- **What you have to do**
Rescale the rows below from the line containing "Reviewer note: confirm that every instance of the pile" through the end of the rows, and write out only that stretch. Repeat every line in it, requests included, but multiply each coordinate in the answers by 1.4 and round it to a whole number, with halves rounding up.

START

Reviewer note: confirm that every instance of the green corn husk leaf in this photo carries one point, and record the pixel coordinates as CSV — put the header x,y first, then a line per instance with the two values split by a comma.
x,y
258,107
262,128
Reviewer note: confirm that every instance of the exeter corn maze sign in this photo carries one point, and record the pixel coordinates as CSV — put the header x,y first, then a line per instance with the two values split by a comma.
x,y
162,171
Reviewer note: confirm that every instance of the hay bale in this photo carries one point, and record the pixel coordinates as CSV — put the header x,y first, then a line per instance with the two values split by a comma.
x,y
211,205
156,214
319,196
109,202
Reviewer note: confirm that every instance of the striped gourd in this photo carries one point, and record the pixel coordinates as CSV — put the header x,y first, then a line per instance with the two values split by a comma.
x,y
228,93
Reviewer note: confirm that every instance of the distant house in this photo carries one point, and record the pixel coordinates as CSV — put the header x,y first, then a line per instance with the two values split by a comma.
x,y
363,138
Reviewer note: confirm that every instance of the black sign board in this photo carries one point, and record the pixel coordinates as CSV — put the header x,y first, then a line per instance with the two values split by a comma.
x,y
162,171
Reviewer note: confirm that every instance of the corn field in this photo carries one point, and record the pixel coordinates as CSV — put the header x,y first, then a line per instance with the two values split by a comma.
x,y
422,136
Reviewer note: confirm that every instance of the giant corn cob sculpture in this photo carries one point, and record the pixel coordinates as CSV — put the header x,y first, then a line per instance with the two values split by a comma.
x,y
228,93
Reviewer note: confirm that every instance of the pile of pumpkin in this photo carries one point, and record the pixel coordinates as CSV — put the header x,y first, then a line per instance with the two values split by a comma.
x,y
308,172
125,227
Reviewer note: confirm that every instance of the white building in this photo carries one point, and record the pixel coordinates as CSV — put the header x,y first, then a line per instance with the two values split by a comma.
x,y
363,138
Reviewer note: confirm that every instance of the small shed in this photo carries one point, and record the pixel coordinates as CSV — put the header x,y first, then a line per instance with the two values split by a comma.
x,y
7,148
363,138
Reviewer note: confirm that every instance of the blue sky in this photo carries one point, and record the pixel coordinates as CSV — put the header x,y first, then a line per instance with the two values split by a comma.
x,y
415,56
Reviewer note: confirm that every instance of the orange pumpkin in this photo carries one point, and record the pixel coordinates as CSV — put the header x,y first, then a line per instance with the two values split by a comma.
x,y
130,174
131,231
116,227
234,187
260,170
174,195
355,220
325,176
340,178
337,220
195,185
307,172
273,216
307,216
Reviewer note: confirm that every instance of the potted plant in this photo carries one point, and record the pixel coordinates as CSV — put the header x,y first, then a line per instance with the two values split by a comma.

END

- **Answer below**
Reviewer note: confirm that every instance of the pile of pumpkin in this photo carries one point, and record the pixel coordinates as CSV — put the header x,y first, then a line per instance with the two values split by a comma.
x,y
431,241
175,318
Reviewer note: confirm that every instance of the white building in this photo carries one point, and record the pixel coordinates as CSV — put the header x,y first, then a line per instance with the two values split by a comma.
x,y
508,193
Reviewer note: confirm that every instance of the small shed in this photo carries one point, and record the pixel coordinates as CSV — put the header x,y first, then a line per instance with the two values split by a comma.
x,y
10,207
508,193
Reviewer note: confirm that every instance of the blue sky in this photo carries one point, and record the pixel coordinates as CSV — put the header x,y first, then a line per instance with the two values split by a comma.
x,y
581,78
Reviewer note: confirm that every instance of the orange pumpkin in this photo carries one point, and record the pixel coordinates as CSV — put the header x,y first, then a line per instance with the two values split by a comma.
x,y
182,244
183,323
162,318
328,262
364,238
244,273
497,308
455,246
476,249
472,308
273,259
430,241
382,302
430,302
Reviewer note: confirm that every instance of the potted plant in this photo carries one point, and record the pixel coordinates as CSV — put the header x,y first, then a line per instance with the two values split by a comma.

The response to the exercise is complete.